─── Records supplied ───

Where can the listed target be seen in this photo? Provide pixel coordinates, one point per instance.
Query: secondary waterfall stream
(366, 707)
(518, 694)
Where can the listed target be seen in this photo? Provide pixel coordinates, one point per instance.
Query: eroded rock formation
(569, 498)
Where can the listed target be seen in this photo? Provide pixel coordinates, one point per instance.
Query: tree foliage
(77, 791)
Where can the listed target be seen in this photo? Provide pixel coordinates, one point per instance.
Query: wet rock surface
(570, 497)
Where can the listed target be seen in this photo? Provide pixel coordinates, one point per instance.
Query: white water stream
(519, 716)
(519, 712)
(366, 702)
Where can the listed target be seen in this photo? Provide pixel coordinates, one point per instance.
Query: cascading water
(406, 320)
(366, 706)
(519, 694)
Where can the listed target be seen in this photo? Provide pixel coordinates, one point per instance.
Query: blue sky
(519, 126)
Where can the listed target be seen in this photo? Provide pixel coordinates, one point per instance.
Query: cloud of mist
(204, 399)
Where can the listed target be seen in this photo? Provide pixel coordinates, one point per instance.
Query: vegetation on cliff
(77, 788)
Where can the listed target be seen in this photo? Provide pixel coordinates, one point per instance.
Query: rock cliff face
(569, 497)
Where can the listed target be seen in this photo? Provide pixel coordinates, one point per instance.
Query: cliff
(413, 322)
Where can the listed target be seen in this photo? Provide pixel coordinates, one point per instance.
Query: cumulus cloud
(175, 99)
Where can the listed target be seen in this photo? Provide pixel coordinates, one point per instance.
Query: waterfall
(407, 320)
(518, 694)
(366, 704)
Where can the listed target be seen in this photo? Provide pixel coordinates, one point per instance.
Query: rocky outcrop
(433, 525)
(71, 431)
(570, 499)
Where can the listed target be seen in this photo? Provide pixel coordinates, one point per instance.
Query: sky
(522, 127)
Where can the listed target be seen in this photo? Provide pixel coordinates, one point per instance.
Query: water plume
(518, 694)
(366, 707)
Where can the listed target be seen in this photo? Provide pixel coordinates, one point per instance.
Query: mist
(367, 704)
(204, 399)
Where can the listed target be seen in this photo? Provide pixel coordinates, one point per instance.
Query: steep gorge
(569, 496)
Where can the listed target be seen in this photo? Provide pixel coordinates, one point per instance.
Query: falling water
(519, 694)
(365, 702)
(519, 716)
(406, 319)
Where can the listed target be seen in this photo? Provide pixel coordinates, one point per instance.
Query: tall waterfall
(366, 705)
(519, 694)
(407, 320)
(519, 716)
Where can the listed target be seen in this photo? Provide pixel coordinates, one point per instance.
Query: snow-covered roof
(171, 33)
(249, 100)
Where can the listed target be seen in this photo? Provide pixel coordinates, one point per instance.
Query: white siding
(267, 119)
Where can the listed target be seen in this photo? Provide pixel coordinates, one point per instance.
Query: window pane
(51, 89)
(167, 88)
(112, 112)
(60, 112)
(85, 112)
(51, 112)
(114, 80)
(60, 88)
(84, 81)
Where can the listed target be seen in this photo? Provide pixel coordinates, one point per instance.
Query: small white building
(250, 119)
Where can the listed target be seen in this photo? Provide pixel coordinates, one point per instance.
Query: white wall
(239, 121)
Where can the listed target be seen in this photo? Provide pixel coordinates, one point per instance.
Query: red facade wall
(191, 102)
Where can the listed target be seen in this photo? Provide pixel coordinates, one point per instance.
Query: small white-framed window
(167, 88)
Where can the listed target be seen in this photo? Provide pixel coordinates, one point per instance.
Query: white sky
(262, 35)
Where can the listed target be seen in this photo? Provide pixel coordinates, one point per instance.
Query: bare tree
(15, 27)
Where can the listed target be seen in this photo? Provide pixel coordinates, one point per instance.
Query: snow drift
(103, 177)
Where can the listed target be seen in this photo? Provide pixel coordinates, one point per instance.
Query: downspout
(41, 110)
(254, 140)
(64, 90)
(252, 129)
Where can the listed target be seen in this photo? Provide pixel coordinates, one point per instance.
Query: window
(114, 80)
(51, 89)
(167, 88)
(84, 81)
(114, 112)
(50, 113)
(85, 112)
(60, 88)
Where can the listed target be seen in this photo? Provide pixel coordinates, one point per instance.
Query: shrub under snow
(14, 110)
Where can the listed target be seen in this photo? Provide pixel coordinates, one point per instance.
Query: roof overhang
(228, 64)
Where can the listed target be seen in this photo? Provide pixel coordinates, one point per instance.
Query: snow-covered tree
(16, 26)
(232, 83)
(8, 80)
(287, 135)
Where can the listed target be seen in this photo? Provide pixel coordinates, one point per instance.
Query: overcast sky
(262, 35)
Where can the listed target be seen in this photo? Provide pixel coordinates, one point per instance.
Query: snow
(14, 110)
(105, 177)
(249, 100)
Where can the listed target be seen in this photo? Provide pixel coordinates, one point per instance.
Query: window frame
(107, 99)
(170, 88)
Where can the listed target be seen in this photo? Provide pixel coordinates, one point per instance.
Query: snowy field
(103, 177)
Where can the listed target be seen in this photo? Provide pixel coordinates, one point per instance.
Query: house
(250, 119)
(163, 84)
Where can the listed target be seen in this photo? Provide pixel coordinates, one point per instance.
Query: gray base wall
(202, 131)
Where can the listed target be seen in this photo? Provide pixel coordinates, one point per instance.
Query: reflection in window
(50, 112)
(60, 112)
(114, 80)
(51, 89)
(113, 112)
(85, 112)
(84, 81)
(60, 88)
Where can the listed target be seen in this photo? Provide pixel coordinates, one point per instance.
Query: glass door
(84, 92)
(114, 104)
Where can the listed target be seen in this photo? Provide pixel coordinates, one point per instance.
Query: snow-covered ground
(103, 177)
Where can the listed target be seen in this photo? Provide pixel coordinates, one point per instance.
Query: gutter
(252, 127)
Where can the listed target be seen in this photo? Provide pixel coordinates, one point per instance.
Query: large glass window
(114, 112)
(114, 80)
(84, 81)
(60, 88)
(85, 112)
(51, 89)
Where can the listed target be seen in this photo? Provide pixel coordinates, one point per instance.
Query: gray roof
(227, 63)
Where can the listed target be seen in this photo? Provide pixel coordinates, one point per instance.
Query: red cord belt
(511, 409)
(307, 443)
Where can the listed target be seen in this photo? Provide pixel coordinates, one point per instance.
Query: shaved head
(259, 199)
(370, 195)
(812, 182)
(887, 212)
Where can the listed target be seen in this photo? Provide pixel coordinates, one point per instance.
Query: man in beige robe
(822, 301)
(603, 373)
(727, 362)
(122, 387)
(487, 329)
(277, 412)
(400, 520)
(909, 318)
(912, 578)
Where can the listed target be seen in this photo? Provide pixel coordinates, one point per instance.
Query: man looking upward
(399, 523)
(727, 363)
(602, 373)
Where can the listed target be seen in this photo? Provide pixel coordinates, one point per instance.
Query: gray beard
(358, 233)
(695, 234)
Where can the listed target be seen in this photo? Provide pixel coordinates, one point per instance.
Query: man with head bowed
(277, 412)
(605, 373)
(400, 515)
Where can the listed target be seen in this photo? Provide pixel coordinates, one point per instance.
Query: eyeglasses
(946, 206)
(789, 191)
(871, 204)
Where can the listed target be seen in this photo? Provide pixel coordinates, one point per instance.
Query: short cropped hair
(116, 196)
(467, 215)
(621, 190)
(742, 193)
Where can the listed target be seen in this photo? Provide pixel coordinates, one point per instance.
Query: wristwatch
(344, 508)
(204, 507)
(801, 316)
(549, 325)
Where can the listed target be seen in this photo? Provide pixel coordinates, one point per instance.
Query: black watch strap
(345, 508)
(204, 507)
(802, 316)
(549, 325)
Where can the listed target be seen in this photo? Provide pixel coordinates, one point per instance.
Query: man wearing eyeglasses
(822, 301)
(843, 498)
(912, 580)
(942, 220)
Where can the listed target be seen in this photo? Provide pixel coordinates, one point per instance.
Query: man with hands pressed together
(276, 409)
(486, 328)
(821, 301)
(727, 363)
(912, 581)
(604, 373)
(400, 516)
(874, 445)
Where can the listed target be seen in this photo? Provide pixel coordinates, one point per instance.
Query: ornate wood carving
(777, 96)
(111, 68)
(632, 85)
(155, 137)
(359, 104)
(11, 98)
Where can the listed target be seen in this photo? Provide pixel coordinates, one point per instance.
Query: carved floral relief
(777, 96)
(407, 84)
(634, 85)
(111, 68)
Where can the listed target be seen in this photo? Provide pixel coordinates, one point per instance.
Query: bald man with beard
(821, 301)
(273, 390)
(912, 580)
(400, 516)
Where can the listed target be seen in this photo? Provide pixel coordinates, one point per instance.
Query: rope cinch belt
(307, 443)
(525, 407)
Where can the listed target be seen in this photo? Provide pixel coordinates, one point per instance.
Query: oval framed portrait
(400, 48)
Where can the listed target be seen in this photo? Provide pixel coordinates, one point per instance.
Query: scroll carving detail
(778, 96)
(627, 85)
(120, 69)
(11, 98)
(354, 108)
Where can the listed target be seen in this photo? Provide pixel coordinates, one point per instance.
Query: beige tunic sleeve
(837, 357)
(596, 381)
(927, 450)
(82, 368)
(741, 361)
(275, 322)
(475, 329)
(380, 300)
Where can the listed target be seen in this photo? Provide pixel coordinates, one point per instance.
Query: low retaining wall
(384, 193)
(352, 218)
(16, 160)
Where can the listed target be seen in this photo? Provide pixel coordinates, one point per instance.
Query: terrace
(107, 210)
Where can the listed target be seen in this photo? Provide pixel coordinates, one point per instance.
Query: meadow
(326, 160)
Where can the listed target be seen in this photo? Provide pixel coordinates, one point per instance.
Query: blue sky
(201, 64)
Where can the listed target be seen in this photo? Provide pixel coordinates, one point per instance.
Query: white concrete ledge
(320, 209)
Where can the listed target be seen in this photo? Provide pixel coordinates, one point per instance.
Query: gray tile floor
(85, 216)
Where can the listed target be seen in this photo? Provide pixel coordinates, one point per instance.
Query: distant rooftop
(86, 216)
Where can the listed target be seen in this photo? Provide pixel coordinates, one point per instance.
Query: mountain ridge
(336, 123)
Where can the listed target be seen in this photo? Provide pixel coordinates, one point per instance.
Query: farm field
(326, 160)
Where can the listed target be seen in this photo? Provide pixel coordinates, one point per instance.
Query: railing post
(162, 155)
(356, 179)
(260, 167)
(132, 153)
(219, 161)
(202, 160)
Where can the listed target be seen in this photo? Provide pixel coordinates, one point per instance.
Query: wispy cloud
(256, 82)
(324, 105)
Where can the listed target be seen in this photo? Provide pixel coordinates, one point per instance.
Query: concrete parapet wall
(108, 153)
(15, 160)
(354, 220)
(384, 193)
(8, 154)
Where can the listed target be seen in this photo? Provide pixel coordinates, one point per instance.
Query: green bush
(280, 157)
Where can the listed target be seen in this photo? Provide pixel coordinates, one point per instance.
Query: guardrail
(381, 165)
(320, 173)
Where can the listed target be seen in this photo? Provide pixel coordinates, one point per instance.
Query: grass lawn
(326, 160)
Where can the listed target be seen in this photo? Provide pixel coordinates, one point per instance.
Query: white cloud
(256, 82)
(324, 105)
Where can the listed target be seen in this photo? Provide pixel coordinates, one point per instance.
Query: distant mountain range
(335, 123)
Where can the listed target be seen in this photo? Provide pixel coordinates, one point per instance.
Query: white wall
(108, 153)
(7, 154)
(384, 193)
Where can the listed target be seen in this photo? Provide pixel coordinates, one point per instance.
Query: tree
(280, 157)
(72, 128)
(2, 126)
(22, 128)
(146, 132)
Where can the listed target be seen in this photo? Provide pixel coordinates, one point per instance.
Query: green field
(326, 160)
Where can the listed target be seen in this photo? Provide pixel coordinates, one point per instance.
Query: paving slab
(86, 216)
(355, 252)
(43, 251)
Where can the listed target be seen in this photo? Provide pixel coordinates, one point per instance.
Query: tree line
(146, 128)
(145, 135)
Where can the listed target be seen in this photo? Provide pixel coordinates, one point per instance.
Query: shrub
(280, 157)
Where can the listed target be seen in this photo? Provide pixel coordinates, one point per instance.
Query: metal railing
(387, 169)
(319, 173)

───

Written request
Extract every line of the rows above that contains the word "white".

Expected answer
Query: white water stream
Query: white siding
Query: small white building
Query: white wall
Query: small white-framed window
Query: white sky
Query: white concrete ledge
Query: white cloud
Query: white wall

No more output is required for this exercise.